··· Page extract

A paper just out in Nature Communications reports the de novo genome assembly and transcriptome of a Chinese individual, generated from long-read SMRT Sequencing and other technologies. The effort revealed nearly 13 Mb of sequence not included in the GRCh38 reference genome as well as novel gene and alternative splicing content not annotated in GENCODE.
“Long-read sequencing and de novo assembly of a Chinese genome” comes from lead author Lingling Shi at Jinan University and senior author Kai Wang from the University of Southern California, as well as many other collaborators in China and the US. The team was particularly interested in finding population-specific variants, including structural variants, which required the use of long-read sequencing. Assemblies based on short-read sequence data “may have inherent technical limitations in characterizing repeat elements that span longer than the read length, yet repeats and segmental duplications are known to cover approximately half of the human genome,” the scientists write. Using SMRT Sequencing and mapping technology from BioNano Genomics, “we perform detailed characterization of the HX1 genome and demonstrate that long-read sequencing can detect functional elements in human genomes that are missed by short-read sequencing.”

······
··· Information provided

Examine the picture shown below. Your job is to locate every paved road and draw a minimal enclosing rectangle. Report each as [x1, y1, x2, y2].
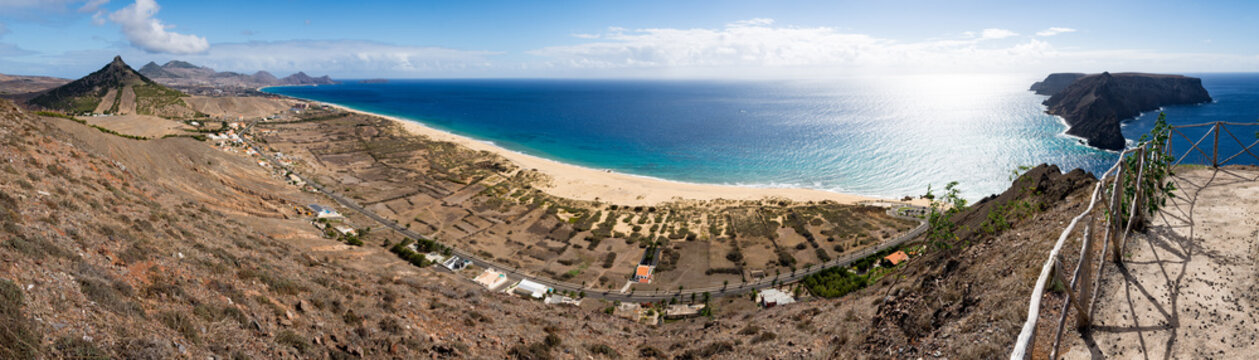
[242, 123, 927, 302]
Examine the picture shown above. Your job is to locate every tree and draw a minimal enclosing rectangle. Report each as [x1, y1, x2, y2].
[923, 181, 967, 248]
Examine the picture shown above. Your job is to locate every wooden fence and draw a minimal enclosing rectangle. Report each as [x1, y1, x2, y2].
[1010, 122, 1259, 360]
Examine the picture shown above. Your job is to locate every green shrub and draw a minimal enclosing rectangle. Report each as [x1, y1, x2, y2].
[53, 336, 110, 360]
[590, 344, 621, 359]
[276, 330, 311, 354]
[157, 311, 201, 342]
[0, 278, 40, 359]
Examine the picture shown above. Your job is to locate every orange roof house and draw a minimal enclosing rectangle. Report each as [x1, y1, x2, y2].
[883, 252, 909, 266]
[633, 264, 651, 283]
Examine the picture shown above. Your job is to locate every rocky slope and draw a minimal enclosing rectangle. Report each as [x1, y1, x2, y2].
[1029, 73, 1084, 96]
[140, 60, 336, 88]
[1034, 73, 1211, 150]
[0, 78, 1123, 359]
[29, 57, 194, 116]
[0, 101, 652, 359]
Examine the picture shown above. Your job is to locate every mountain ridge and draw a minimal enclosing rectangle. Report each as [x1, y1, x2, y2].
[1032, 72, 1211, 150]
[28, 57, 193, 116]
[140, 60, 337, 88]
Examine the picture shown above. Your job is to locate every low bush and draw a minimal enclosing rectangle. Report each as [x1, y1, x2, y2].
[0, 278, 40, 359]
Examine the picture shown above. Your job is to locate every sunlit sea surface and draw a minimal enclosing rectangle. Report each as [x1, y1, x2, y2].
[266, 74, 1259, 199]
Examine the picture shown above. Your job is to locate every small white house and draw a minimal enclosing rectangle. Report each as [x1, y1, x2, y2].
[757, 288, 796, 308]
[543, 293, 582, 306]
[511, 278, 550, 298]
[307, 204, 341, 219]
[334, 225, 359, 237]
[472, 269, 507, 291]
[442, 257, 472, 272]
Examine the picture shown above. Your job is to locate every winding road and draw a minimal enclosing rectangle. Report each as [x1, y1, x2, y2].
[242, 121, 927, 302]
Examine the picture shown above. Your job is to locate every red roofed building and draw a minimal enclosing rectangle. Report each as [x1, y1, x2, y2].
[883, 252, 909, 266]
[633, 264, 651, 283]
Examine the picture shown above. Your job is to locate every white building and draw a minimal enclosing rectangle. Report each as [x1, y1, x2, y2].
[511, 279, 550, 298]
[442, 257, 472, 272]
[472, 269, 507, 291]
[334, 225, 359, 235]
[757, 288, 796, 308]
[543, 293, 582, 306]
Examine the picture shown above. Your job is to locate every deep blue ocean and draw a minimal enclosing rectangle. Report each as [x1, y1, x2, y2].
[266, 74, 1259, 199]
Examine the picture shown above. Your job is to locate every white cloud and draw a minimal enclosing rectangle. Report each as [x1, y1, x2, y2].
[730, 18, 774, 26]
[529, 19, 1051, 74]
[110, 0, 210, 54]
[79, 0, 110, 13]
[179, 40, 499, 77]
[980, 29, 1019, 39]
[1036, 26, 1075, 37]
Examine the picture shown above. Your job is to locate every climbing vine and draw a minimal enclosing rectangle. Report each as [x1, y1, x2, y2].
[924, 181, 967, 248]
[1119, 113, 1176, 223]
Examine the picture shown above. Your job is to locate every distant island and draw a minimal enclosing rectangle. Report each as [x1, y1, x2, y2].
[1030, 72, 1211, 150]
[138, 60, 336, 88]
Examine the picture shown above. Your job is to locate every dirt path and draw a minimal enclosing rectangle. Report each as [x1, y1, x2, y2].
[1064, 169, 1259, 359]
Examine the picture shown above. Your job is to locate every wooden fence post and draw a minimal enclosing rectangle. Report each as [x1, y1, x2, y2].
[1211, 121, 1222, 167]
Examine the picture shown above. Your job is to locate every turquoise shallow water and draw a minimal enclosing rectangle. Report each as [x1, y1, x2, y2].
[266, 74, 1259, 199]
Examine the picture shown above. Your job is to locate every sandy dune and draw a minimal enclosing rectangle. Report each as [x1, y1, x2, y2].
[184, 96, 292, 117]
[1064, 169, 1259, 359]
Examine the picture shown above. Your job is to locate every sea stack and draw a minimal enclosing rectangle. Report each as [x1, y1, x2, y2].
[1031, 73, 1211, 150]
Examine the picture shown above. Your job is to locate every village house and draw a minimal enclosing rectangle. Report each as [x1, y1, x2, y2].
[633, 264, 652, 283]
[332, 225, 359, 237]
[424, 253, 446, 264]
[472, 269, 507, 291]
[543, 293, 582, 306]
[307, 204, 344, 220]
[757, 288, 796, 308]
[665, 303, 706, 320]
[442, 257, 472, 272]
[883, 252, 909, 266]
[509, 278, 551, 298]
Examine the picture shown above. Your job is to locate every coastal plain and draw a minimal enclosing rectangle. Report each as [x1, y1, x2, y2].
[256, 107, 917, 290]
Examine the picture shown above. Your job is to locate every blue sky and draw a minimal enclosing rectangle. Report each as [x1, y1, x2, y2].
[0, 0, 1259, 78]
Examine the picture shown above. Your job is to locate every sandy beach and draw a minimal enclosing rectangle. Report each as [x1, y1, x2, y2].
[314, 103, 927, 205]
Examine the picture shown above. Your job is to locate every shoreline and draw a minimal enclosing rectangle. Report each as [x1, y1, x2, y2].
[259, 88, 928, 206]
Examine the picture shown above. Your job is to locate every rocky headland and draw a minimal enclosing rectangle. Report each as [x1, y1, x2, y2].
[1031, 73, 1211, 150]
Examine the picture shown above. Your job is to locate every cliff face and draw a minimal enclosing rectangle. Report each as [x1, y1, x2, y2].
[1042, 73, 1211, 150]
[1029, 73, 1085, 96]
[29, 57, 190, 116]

······
··· Information provided

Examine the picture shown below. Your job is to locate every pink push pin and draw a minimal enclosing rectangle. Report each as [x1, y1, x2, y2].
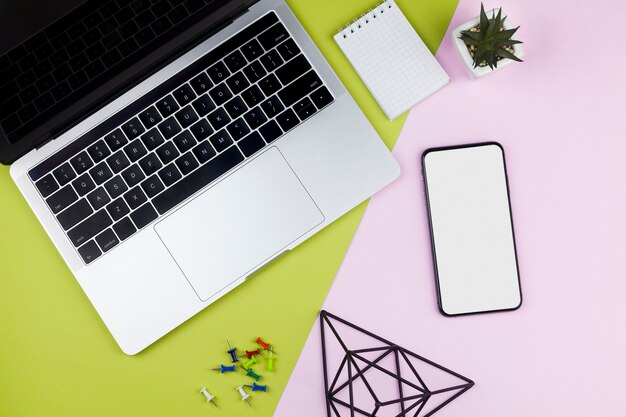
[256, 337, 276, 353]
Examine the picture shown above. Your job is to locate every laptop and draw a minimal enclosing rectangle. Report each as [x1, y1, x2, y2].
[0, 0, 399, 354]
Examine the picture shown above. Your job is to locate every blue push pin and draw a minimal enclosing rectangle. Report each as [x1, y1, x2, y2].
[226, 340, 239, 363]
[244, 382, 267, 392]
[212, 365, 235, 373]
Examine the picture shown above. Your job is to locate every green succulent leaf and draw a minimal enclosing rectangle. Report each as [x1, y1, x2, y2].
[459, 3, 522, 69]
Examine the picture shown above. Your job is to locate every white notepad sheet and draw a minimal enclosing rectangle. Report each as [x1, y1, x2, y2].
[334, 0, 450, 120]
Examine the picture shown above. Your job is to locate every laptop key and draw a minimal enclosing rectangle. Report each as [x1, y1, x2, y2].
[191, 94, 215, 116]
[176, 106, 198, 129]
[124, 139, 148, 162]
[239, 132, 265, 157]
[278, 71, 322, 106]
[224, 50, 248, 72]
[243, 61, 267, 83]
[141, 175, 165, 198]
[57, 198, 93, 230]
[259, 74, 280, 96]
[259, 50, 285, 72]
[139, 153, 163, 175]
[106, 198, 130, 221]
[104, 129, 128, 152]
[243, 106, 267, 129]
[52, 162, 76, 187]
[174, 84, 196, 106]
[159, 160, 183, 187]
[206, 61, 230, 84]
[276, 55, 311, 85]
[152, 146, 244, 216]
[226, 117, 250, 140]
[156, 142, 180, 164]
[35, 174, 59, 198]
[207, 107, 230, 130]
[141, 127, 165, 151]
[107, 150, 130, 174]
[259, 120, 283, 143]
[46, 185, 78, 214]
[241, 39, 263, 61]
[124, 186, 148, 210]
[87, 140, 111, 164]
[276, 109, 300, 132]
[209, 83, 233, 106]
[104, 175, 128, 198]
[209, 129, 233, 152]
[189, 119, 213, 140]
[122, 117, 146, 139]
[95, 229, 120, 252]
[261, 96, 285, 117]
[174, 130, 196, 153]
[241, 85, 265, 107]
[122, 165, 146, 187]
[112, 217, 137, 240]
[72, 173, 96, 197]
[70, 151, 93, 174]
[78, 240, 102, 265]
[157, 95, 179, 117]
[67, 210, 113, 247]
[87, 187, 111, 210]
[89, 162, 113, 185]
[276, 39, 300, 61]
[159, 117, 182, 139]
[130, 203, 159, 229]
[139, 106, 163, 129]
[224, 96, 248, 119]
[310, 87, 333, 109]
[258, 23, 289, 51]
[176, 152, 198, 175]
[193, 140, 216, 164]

······

**Things to do:**
A. According to the genome assembly excerpt, how much sequence absent from the GRCh38 reference genome did the effort reveal?
B. List every university, company, and journal named in the genome assembly excerpt.

**Responses in order:**
A. Nearly 13 Mb

B. Nature Communications, Jinan University, University of Southern California, BioNano Genomics